## BEGIN

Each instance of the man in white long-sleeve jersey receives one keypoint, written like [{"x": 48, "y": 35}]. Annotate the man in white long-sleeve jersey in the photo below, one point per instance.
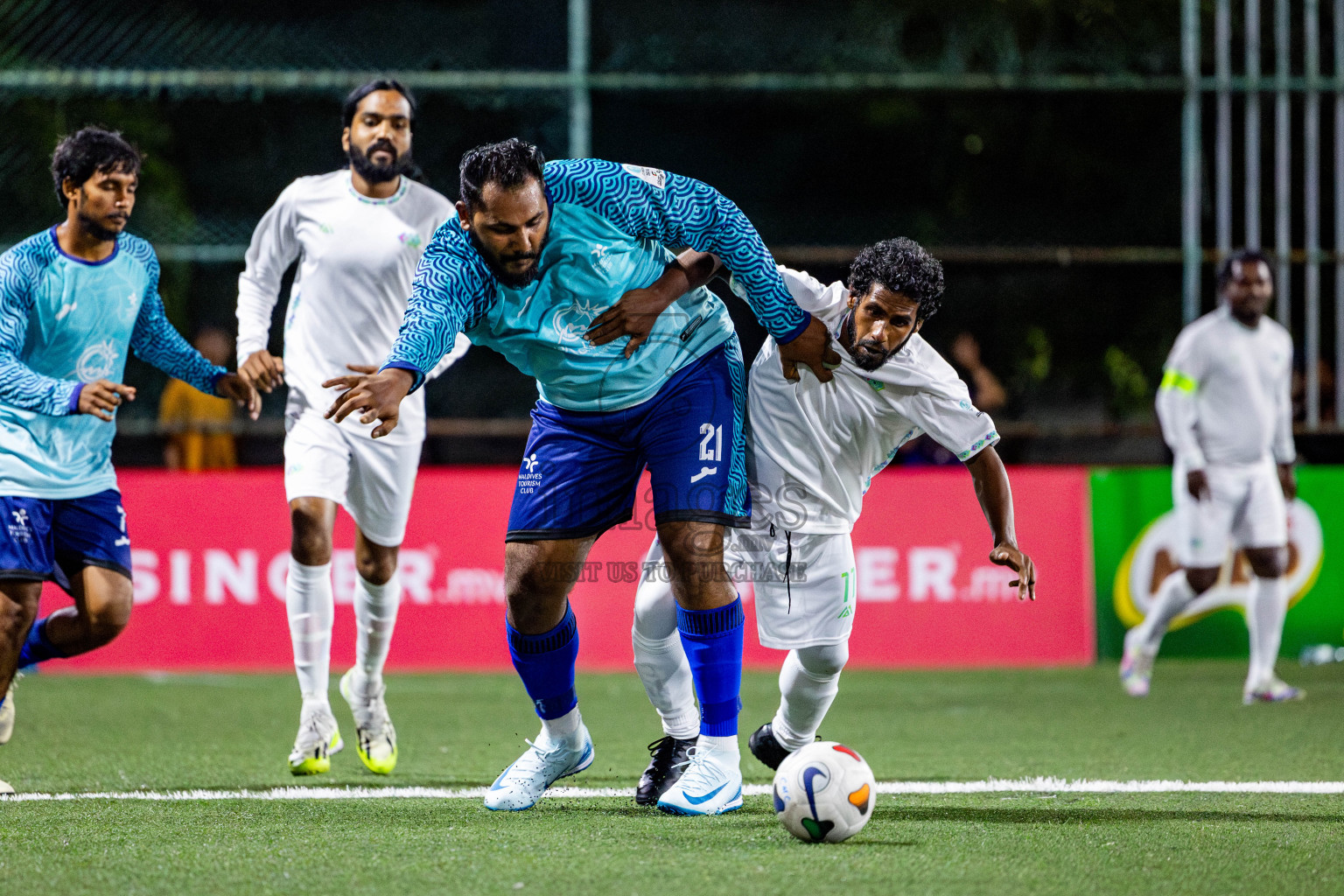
[
  {"x": 815, "y": 449},
  {"x": 1226, "y": 411},
  {"x": 358, "y": 234}
]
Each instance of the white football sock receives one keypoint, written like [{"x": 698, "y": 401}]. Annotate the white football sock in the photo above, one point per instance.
[
  {"x": 308, "y": 599},
  {"x": 375, "y": 614},
  {"x": 564, "y": 728},
  {"x": 660, "y": 660},
  {"x": 1265, "y": 625},
  {"x": 808, "y": 684},
  {"x": 1173, "y": 594}
]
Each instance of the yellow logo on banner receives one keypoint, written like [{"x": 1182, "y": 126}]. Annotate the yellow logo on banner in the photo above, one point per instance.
[{"x": 1152, "y": 557}]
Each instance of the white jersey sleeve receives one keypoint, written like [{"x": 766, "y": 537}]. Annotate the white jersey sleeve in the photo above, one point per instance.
[
  {"x": 1178, "y": 410},
  {"x": 1284, "y": 449},
  {"x": 928, "y": 393},
  {"x": 275, "y": 246}
]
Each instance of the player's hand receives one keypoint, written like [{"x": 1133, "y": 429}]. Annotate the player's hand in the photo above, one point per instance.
[
  {"x": 240, "y": 389},
  {"x": 378, "y": 396},
  {"x": 1288, "y": 481},
  {"x": 1011, "y": 556},
  {"x": 1196, "y": 482},
  {"x": 262, "y": 369},
  {"x": 634, "y": 315},
  {"x": 102, "y": 396},
  {"x": 812, "y": 346}
]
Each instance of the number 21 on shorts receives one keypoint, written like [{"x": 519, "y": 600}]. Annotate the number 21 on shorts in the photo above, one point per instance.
[{"x": 712, "y": 434}]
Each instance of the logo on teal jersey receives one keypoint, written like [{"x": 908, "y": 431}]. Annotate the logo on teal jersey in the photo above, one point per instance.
[
  {"x": 571, "y": 321},
  {"x": 97, "y": 361}
]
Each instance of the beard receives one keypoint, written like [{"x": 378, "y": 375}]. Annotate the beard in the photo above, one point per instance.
[
  {"x": 95, "y": 228},
  {"x": 379, "y": 173},
  {"x": 514, "y": 280},
  {"x": 867, "y": 355}
]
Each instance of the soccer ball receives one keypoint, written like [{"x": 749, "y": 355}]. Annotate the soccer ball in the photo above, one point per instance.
[{"x": 824, "y": 793}]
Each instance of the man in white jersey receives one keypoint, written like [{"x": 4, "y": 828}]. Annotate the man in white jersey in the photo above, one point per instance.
[
  {"x": 1226, "y": 411},
  {"x": 814, "y": 453},
  {"x": 358, "y": 234}
]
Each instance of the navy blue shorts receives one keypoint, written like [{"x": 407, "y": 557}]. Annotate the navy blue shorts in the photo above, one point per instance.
[
  {"x": 581, "y": 469},
  {"x": 47, "y": 539}
]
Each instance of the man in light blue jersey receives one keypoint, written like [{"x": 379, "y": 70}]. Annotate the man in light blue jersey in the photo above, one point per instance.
[
  {"x": 73, "y": 300},
  {"x": 551, "y": 265}
]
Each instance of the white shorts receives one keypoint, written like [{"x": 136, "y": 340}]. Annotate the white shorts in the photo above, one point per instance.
[
  {"x": 1245, "y": 509},
  {"x": 804, "y": 584},
  {"x": 373, "y": 480}
]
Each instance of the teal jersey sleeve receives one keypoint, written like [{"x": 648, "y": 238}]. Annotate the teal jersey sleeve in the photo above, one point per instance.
[
  {"x": 452, "y": 290},
  {"x": 156, "y": 340},
  {"x": 20, "y": 386},
  {"x": 649, "y": 203}
]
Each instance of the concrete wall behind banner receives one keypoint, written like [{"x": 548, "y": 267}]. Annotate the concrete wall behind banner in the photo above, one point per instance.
[
  {"x": 211, "y": 554},
  {"x": 1135, "y": 534}
]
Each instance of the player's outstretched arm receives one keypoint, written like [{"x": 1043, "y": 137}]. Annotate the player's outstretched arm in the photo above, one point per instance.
[
  {"x": 378, "y": 396},
  {"x": 995, "y": 496},
  {"x": 453, "y": 289},
  {"x": 159, "y": 343},
  {"x": 649, "y": 203},
  {"x": 20, "y": 386},
  {"x": 636, "y": 312},
  {"x": 273, "y": 248}
]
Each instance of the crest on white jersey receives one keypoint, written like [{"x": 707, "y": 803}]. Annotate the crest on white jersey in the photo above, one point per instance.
[
  {"x": 654, "y": 176},
  {"x": 97, "y": 361}
]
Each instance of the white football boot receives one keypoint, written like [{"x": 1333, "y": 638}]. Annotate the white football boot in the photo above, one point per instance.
[
  {"x": 318, "y": 742},
  {"x": 1136, "y": 668},
  {"x": 374, "y": 732},
  {"x": 710, "y": 785},
  {"x": 522, "y": 785},
  {"x": 1271, "y": 690},
  {"x": 7, "y": 713}
]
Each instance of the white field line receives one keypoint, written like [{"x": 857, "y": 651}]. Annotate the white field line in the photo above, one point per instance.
[{"x": 892, "y": 788}]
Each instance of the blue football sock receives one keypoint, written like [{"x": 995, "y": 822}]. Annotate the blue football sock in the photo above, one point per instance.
[
  {"x": 37, "y": 648},
  {"x": 546, "y": 665},
  {"x": 712, "y": 642}
]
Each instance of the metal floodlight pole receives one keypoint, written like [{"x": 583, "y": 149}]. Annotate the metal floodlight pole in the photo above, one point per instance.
[
  {"x": 1283, "y": 183},
  {"x": 1253, "y": 124},
  {"x": 1223, "y": 135},
  {"x": 1339, "y": 215},
  {"x": 581, "y": 101},
  {"x": 1190, "y": 160},
  {"x": 1312, "y": 208}
]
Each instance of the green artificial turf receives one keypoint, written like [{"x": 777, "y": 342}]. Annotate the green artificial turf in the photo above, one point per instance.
[{"x": 234, "y": 732}]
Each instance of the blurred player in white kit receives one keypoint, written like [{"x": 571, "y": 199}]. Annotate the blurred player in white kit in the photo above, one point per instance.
[
  {"x": 1226, "y": 411},
  {"x": 814, "y": 452},
  {"x": 358, "y": 234}
]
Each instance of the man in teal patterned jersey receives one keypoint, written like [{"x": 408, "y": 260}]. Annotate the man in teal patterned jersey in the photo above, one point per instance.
[
  {"x": 551, "y": 265},
  {"x": 73, "y": 300}
]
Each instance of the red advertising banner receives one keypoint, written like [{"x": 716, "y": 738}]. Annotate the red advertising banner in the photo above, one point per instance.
[{"x": 211, "y": 551}]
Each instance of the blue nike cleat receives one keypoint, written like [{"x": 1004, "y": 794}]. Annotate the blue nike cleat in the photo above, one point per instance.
[
  {"x": 710, "y": 785},
  {"x": 522, "y": 785}
]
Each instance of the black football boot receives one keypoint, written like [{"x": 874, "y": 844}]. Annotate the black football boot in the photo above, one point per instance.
[
  {"x": 668, "y": 760},
  {"x": 765, "y": 747}
]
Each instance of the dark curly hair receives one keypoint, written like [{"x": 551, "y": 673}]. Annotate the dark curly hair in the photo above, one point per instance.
[
  {"x": 1242, "y": 256},
  {"x": 902, "y": 266},
  {"x": 507, "y": 164},
  {"x": 92, "y": 150}
]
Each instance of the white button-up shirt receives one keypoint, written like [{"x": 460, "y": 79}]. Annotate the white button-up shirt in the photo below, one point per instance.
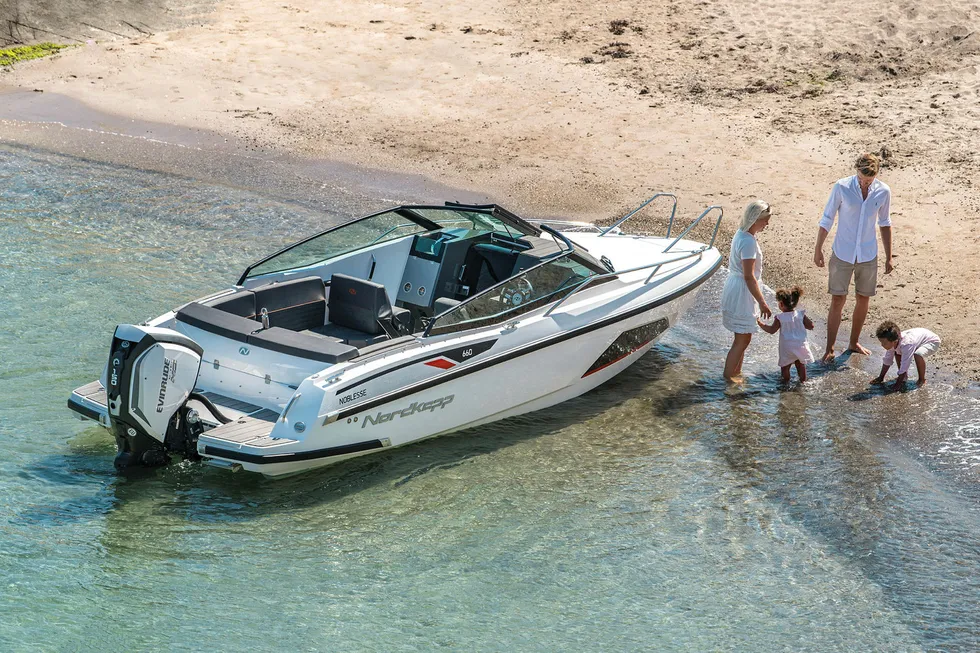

## END

[THE EXERCISE]
Count the lines of the records above that contain the string "football". Reply with the number alone.

[TASK OUTPUT]
4